#### [What needs to be done]
Convert the items below into a two-column CSV with the header row instruction,coordinates and one row per item. Put each item's text and its answer in their own quoted fields, replace line breaks with spaces, and leave out the pictures.

====================

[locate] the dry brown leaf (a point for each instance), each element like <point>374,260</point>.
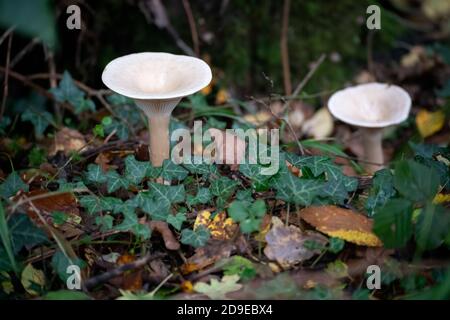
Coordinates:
<point>220,228</point>
<point>429,123</point>
<point>67,140</point>
<point>285,244</point>
<point>47,205</point>
<point>162,228</point>
<point>342,223</point>
<point>205,256</point>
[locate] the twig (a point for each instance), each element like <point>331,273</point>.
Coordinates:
<point>192,26</point>
<point>284,48</point>
<point>102,278</point>
<point>5,86</point>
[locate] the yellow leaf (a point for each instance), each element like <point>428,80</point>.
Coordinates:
<point>32,278</point>
<point>441,198</point>
<point>221,227</point>
<point>342,223</point>
<point>429,123</point>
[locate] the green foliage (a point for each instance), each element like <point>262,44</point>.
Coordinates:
<point>12,185</point>
<point>248,216</point>
<point>32,18</point>
<point>196,238</point>
<point>67,91</point>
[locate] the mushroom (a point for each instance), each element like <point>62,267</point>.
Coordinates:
<point>157,82</point>
<point>371,107</point>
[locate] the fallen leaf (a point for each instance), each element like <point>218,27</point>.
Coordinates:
<point>67,140</point>
<point>428,123</point>
<point>130,280</point>
<point>32,279</point>
<point>220,228</point>
<point>259,118</point>
<point>441,198</point>
<point>215,251</point>
<point>52,206</point>
<point>285,244</point>
<point>342,223</point>
<point>217,290</point>
<point>320,125</point>
<point>229,149</point>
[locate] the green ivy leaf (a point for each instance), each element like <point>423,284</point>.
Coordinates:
<point>39,118</point>
<point>415,181</point>
<point>176,220</point>
<point>223,188</point>
<point>197,238</point>
<point>24,233</point>
<point>115,181</point>
<point>171,171</point>
<point>12,185</point>
<point>60,263</point>
<point>393,222</point>
<point>95,174</point>
<point>203,196</point>
<point>135,171</point>
<point>382,190</point>
<point>432,227</point>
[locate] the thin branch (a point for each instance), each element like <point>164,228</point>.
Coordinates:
<point>192,26</point>
<point>5,86</point>
<point>285,49</point>
<point>104,277</point>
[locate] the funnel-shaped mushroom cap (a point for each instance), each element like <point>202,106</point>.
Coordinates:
<point>156,75</point>
<point>371,105</point>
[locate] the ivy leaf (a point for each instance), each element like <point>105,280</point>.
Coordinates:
<point>12,185</point>
<point>197,238</point>
<point>131,223</point>
<point>432,226</point>
<point>393,222</point>
<point>95,174</point>
<point>176,220</point>
<point>382,190</point>
<point>115,181</point>
<point>60,263</point>
<point>171,171</point>
<point>219,289</point>
<point>295,190</point>
<point>415,181</point>
<point>135,170</point>
<point>24,233</point>
<point>67,91</point>
<point>248,216</point>
<point>260,182</point>
<point>203,196</point>
<point>223,188</point>
<point>39,118</point>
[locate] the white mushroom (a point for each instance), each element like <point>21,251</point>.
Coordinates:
<point>157,82</point>
<point>371,107</point>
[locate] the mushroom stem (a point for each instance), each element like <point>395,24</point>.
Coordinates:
<point>159,144</point>
<point>373,150</point>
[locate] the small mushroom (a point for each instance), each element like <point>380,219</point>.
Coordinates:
<point>371,107</point>
<point>157,82</point>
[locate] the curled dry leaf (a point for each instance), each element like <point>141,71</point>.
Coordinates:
<point>230,149</point>
<point>162,228</point>
<point>205,256</point>
<point>220,228</point>
<point>342,223</point>
<point>286,244</point>
<point>320,125</point>
<point>51,205</point>
<point>428,123</point>
<point>67,140</point>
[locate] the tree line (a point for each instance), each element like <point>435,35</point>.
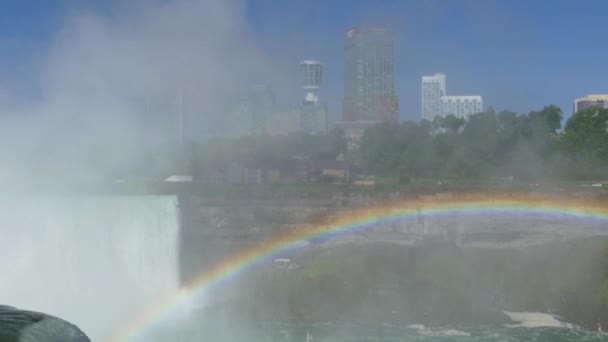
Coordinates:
<point>491,144</point>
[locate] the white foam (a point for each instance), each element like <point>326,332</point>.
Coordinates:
<point>533,319</point>
<point>416,326</point>
<point>94,261</point>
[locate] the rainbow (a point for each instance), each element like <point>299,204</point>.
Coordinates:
<point>432,206</point>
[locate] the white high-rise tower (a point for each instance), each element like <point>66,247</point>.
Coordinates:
<point>433,88</point>
<point>312,76</point>
<point>313,113</point>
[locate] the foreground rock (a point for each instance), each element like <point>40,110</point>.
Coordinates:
<point>30,326</point>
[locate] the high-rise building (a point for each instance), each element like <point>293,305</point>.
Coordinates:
<point>590,101</point>
<point>461,106</point>
<point>369,86</point>
<point>435,101</point>
<point>313,113</point>
<point>433,88</point>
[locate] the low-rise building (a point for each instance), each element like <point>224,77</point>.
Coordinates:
<point>591,101</point>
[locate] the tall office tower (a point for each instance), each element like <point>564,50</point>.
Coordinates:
<point>313,113</point>
<point>433,88</point>
<point>369,86</point>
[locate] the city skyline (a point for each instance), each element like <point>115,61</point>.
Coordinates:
<point>521,66</point>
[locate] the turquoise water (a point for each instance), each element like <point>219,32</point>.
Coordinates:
<point>347,332</point>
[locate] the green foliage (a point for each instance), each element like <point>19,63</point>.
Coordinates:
<point>487,146</point>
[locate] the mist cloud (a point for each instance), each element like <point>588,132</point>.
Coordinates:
<point>111,80</point>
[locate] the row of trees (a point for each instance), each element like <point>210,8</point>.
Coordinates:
<point>506,144</point>
<point>491,144</point>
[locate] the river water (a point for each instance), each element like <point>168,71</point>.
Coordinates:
<point>535,327</point>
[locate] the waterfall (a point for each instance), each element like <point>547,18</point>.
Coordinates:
<point>94,261</point>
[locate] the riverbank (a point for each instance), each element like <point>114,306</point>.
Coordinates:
<point>436,284</point>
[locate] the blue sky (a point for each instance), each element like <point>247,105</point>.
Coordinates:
<point>517,54</point>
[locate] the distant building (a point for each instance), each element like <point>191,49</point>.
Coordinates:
<point>313,113</point>
<point>433,88</point>
<point>590,101</point>
<point>248,113</point>
<point>354,130</point>
<point>461,106</point>
<point>436,102</point>
<point>369,86</point>
<point>283,121</point>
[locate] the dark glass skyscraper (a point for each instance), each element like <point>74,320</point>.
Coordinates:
<point>369,87</point>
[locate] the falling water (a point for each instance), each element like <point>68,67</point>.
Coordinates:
<point>95,261</point>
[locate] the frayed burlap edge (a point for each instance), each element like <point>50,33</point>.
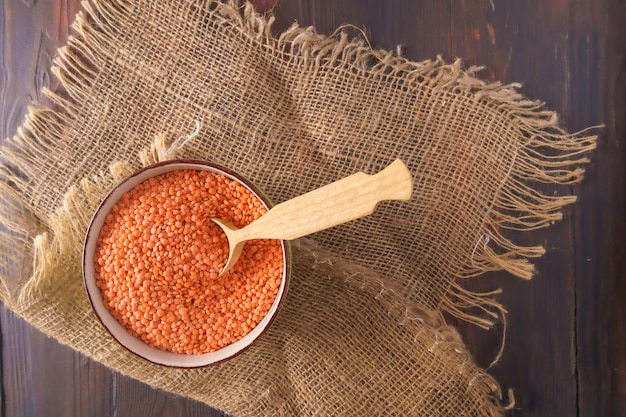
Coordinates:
<point>57,264</point>
<point>547,153</point>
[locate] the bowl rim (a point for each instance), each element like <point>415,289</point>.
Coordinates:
<point>92,233</point>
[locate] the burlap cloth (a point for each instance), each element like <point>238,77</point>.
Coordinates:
<point>362,329</point>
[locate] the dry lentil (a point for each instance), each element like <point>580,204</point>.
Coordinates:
<point>158,256</point>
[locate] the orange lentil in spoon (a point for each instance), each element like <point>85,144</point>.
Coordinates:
<point>158,256</point>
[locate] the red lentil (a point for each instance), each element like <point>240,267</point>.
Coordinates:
<point>158,256</point>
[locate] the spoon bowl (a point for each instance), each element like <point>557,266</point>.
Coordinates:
<point>348,199</point>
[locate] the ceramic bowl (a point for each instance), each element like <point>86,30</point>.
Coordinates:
<point>119,332</point>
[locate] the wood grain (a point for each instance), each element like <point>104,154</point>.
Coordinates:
<point>565,351</point>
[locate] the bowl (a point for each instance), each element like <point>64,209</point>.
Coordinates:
<point>133,342</point>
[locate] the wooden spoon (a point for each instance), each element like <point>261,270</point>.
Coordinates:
<point>348,199</point>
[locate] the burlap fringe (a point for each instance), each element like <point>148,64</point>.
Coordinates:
<point>547,155</point>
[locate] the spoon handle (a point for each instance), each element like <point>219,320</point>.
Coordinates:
<point>348,199</point>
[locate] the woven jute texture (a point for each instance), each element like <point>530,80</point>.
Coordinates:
<point>362,329</point>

====================

#### [Result below]
instruction,coordinates
"[locate] the dry brown leaf (a point for each instance), each element like <point>374,260</point>. Coordinates:","<point>220,228</point> <point>429,123</point> <point>67,140</point> <point>285,244</point> <point>47,205</point> <point>162,228</point> <point>342,223</point> <point>205,256</point>"
"[locate] the twig (a point for each instance), each element like <point>331,273</point>. Coordinates:","<point>192,26</point> <point>284,48</point> <point>102,278</point> <point>5,86</point>"
"[locate] the yellow leaf (a point for each instance), each element like <point>428,80</point>. Coordinates:","<point>32,278</point> <point>441,198</point> <point>221,227</point> <point>342,223</point> <point>429,123</point>"
"[locate] the green foliage (a point for each instance), each element like <point>262,44</point>. Coordinates:","<point>12,185</point> <point>248,216</point> <point>32,18</point> <point>196,238</point> <point>67,91</point>"
"[locate] the mushroom (a point for each instance), each element like <point>62,267</point>. Coordinates:","<point>157,82</point> <point>371,107</point>"
"[locate] the fallen leaf (a point for each instance), each element like <point>218,27</point>. Coordinates:","<point>67,140</point> <point>428,123</point> <point>130,280</point> <point>32,279</point> <point>220,228</point> <point>259,118</point> <point>441,198</point> <point>215,251</point> <point>52,206</point> <point>285,244</point> <point>342,223</point> <point>217,290</point> <point>320,125</point> <point>229,149</point>"
"[locate] the green ivy leaf (a point for each instance), each element like <point>423,284</point>. Coordinates:","<point>39,118</point> <point>415,181</point> <point>176,220</point> <point>223,188</point> <point>197,238</point> <point>24,233</point> <point>115,181</point> <point>171,171</point> <point>12,185</point> <point>60,263</point> <point>393,222</point> <point>95,174</point> <point>203,196</point> <point>135,171</point> <point>382,190</point> <point>432,227</point>"
"[locate] the thin branch (a point for each instance), each element like <point>164,228</point>. Coordinates:","<point>192,26</point> <point>5,86</point> <point>285,49</point> <point>104,277</point>"
"[locate] the funnel-shaped mushroom cap (a point for each instance), each element like <point>202,106</point>. Coordinates:","<point>156,75</point> <point>371,105</point>"
"[locate] the ivy leaf (a point for each instance), each element like <point>105,280</point>. Coordinates:","<point>12,185</point> <point>197,238</point> <point>131,223</point> <point>432,226</point> <point>393,222</point> <point>95,174</point> <point>176,220</point> <point>382,190</point> <point>115,181</point> <point>60,263</point> <point>171,171</point> <point>219,289</point> <point>295,190</point> <point>415,181</point> <point>135,170</point> <point>24,233</point> <point>67,91</point> <point>248,216</point> <point>260,182</point> <point>203,196</point> <point>223,188</point> <point>39,118</point>"
"[locate] the white mushroom (a point for each instance), each element like <point>21,251</point>. Coordinates:","<point>157,82</point> <point>371,107</point>"
"[locate] the mushroom stem (a point for each instance), each element like <point>395,24</point>. Coordinates:","<point>159,144</point> <point>373,150</point>"
"[locate] the small mushroom (a point for each instance), each element like <point>380,219</point>. Coordinates:","<point>371,107</point> <point>157,82</point>"
"[locate] the curled dry leaf (a point for each instance), each element like <point>141,71</point>. Coordinates:","<point>230,149</point> <point>162,228</point> <point>205,256</point> <point>220,228</point> <point>342,223</point> <point>286,244</point> <point>320,125</point> <point>51,205</point> <point>428,123</point> <point>67,140</point>"
"[locate] the tree line (a point for each instance), each element like <point>435,35</point>. Coordinates:","<point>491,144</point>"
"[locate] the white foam (a point for each instance), each element like <point>326,332</point>. Coordinates:","<point>533,319</point> <point>416,326</point> <point>94,261</point>"
"[locate] the rainbow (a point for each instance), each element like <point>299,204</point>. Coordinates:","<point>432,206</point>"
"[locate] the white high-rise tower (a point for each instance), each element like <point>66,247</point>. Coordinates:","<point>433,88</point> <point>312,76</point> <point>313,113</point>"
"[locate] the foreground rock (a point for each instance), each element like <point>40,110</point>. Coordinates:","<point>30,326</point>"
"[locate] the high-rise building (a point for each instance), each element like <point>293,305</point>. Coordinates:","<point>590,101</point> <point>461,106</point> <point>369,86</point> <point>435,101</point> <point>313,113</point> <point>433,88</point>"
"[locate] the low-rise building (a point for each instance), each element like <point>224,77</point>. Coordinates:","<point>591,101</point>"
"[locate] the tall office tower (a point for each instance), each element like <point>564,50</point>. Coordinates:","<point>313,113</point> <point>433,88</point> <point>369,86</point>"
"[locate] the city skyline (a point for each instance), each element like <point>115,61</point>. Coordinates:","<point>521,66</point>"
"[locate] the turquoise water (a point for each instance), each element like <point>219,32</point>. Coordinates:","<point>347,332</point>"
"[locate] the green foliage (a point for each instance), each element like <point>19,63</point>. Coordinates:","<point>487,146</point>"
"[locate] the mist cloud (a point for each instance), each element like <point>588,132</point>. Coordinates:","<point>111,80</point>"
"[locate] the row of trees (a point for each instance), each element like <point>210,8</point>. Coordinates:","<point>506,144</point> <point>491,144</point>"
"[locate] the river water (a point for each instance), each element like <point>168,71</point>. Coordinates:","<point>535,327</point>"
"[locate] the waterfall (a point for each instance), each element like <point>547,18</point>. Coordinates:","<point>94,261</point>"
"[locate] the riverbank (a point for each instance), each element like <point>114,306</point>. Coordinates:","<point>436,284</point>"
"[locate] the blue sky (a point for each instance), each element like <point>247,105</point>. Coordinates:","<point>517,54</point>"
"[locate] the distant building (a point for each instance), each element like <point>191,49</point>. Coordinates:","<point>313,113</point> <point>433,88</point> <point>590,101</point> <point>248,113</point> <point>354,130</point> <point>461,106</point> <point>436,102</point> <point>369,86</point> <point>283,121</point>"
"[locate] the dark glass skyscraper (a point for each instance), each element like <point>74,320</point>. Coordinates:","<point>369,87</point>"
"[locate] the falling water (a point for each instance), each element like <point>68,67</point>. Coordinates:","<point>95,261</point>"
"[locate] the frayed burlap edge (a point for each instance), each element like <point>50,33</point>. Coordinates:","<point>57,264</point> <point>547,153</point>"
"[locate] the bowl rim (a point for each instance), each element like <point>415,289</point>. Coordinates:","<point>92,233</point>"
"[locate] the burlap cloth (a point for each instance), each element like <point>238,77</point>. Coordinates:","<point>362,329</point>"
"[locate] the dry lentil (a point for each instance), each element like <point>580,204</point>. Coordinates:","<point>158,256</point>"
"[locate] the orange lentil in spoon (a point for each instance), each element like <point>85,144</point>. Coordinates:","<point>158,256</point>"
"[locate] the red lentil (a point for each instance), each element like <point>240,267</point>. Coordinates:","<point>158,256</point>"
"[locate] the spoon bowl (a point for each instance), each element like <point>557,266</point>. Coordinates:","<point>348,199</point>"
"[locate] the ceramic bowl (a point for each instance), each element like <point>86,30</point>. Coordinates:","<point>119,332</point>"
"[locate] the wood grain (a point for each instance), each element like <point>104,154</point>. Coordinates:","<point>565,351</point>"
"[locate] the bowl (a point for each instance), each element like <point>64,209</point>. Coordinates:","<point>133,342</point>"
"[locate] the wooden spoon (a point for each instance), each element like <point>261,270</point>. Coordinates:","<point>348,199</point>"
"[locate] the burlap fringe (a point for each instance), each element like <point>148,64</point>. Coordinates:","<point>547,155</point>"
"[locate] the spoon handle (a point for each instance), each element like <point>219,320</point>. Coordinates:","<point>348,199</point>"
"[locate] the woven jute texture (a point for each instance), each element like <point>530,80</point>. Coordinates:","<point>362,329</point>"